[start of Dataset excerpts]
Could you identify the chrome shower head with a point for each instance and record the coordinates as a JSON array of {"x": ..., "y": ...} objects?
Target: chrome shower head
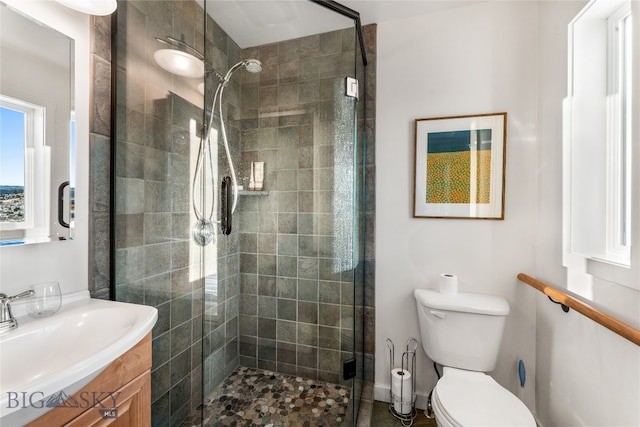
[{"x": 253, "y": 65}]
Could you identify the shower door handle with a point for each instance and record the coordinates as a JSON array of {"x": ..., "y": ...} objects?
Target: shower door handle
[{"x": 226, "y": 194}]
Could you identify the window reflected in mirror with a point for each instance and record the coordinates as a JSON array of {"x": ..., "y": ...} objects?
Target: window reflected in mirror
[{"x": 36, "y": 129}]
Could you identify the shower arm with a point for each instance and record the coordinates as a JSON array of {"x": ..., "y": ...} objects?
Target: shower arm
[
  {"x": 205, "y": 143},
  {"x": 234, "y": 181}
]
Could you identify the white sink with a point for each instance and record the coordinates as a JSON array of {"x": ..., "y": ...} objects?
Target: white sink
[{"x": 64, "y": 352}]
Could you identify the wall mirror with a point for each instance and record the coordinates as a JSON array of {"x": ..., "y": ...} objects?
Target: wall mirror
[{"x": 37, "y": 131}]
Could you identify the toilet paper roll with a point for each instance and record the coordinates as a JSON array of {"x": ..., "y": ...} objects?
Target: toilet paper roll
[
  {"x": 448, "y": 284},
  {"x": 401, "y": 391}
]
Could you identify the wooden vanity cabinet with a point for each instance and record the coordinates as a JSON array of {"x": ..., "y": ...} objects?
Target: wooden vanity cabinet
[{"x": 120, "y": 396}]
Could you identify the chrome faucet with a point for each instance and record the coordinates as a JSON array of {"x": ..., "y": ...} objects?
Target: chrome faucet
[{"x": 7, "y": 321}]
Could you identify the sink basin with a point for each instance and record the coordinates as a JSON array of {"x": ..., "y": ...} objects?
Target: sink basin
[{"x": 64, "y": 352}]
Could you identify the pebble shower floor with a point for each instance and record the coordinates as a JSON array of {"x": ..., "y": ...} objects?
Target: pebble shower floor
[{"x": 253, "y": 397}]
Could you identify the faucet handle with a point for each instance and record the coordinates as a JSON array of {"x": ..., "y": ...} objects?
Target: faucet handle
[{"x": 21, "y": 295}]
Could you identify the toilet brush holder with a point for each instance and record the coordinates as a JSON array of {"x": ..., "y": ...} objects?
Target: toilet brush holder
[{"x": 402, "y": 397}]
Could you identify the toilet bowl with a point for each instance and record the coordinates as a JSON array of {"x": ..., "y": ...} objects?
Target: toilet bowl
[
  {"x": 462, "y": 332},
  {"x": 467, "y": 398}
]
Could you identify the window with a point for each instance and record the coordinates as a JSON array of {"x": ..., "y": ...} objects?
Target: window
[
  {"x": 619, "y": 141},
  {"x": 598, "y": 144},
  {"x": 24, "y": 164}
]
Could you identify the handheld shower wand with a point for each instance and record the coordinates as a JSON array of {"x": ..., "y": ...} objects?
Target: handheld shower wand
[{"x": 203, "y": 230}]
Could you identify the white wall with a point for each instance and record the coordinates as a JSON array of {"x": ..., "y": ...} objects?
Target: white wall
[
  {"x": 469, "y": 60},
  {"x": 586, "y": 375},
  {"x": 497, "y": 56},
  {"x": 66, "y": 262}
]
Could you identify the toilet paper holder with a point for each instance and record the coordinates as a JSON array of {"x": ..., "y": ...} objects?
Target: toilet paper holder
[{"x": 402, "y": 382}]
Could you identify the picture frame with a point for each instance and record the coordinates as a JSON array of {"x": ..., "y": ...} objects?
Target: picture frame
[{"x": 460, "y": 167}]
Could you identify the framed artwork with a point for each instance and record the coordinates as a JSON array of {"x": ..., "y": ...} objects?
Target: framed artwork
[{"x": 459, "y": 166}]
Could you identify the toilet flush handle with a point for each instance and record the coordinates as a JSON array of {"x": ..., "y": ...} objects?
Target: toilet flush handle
[end of Dataset excerpts]
Reproduce each entry precisely, dropping only the pictures.

> **Task result**:
Could you identify the chrome shower head with a point for each instance and record the coordinates as a JSON array of {"x": ..., "y": ...} objects?
Target: chrome shower head
[{"x": 253, "y": 65}]
Could you identify the shower door handle with a point for each instance and record the coordinates as a JSON array of {"x": ..., "y": ...} objects?
Target: shower door handle
[{"x": 226, "y": 194}]
Could you identify the window reflected in mirror with a point for each instance and record the coordinates as a JSON array of {"x": ..., "y": ...} objects?
Target: window reflected in mirror
[{"x": 36, "y": 129}]
Could you identify the shower arm with a point for each instance and record the coordinates as a JSON array of {"x": ..., "y": ...} objects?
Target: shower arm
[
  {"x": 205, "y": 143},
  {"x": 234, "y": 181}
]
Could you identify the white sink with a point for each instance and record the coordinates as a JSON array of {"x": ..., "y": ...} objects?
Target: white sink
[{"x": 64, "y": 352}]
Could you identify the wall mirror with a point for each instance and record the coordinates as a JSON array of {"x": ..., "y": ...} objects?
Target: wall mirror
[{"x": 37, "y": 131}]
Could you identify the toilet paper roll with a point for each instance and record the coordinates as a JSON array of {"x": ..., "y": ...} objects?
Target: toilet paper roll
[
  {"x": 448, "y": 284},
  {"x": 401, "y": 391}
]
Could you identify the wooden vanity cabinet with a point for each instance and record the coordinates as a JSON array of {"x": ..., "y": ...} objects?
Target: wooden vanity cabinet
[{"x": 120, "y": 396}]
Could you identify the chrome faucet with a point for each instance and record the coordinates as a JSON array of {"x": ..., "y": ...} objects?
Target: chrome faucet
[{"x": 7, "y": 321}]
Could you identify the sink basin with a point for each instance and record the coordinates as a JSON array of {"x": ..., "y": ...} objects?
Target: sink basin
[{"x": 64, "y": 352}]
Could you identify the pebble shower floor with a point for each instance and record the coordinates as a JSON array of {"x": ..., "y": ...} objects?
Target: pebble shower floor
[{"x": 253, "y": 397}]
Could you identify the faucet handle with a point for each instance and record the coordinates as a JSON array of {"x": ..., "y": ...} objects?
Target: faucet handle
[{"x": 21, "y": 295}]
Could you identify the toilet brush holder with a point for each instance and record the coordinates as a JSON array of {"x": ..., "y": ...} objects?
Target: toilet brush holder
[{"x": 402, "y": 397}]
Could you identify the toilet bowl with a point for each instance and record the coordinates as a JSON array of {"x": ..., "y": ...} objects?
Target: toilet bowl
[
  {"x": 462, "y": 332},
  {"x": 467, "y": 398}
]
Could you identify the window with a point for each instance and record the coordinates as a JSON array of {"x": ..., "y": ...} objects?
Target: window
[
  {"x": 619, "y": 141},
  {"x": 598, "y": 144},
  {"x": 24, "y": 164}
]
Could you identify the handheld shower wand with a point for each instance and record the coordinates as a JSON array of {"x": ..., "y": ...} objects?
Target: handheld shower wand
[{"x": 203, "y": 230}]
Could you identify the white wall with a point for each instance and record the coordinates as a JSON array of {"x": ..., "y": ...} objects?
Target: white wall
[
  {"x": 469, "y": 60},
  {"x": 586, "y": 375},
  {"x": 497, "y": 56},
  {"x": 66, "y": 262}
]
Could you identify the toilet paper holder with a point for each instance and record the coordinates as a JSON array of {"x": ..., "y": ...} objects?
Target: toilet paper holder
[{"x": 402, "y": 382}]
Could you identify the picture frame with a point for each instance and record the coordinates as a JSON array of {"x": ..., "y": ...} objects?
Target: picture frame
[{"x": 460, "y": 167}]
Could you identify the framed artwork with a point for each instance and record the coordinates as a JSON array of {"x": ..., "y": ...} objects?
Target: framed artwork
[{"x": 459, "y": 166}]
Could you identify the toilet flush handle with a point for each instance and record the coordinates as a JSON array of {"x": ..., "y": ...} objects?
Target: toilet flush handle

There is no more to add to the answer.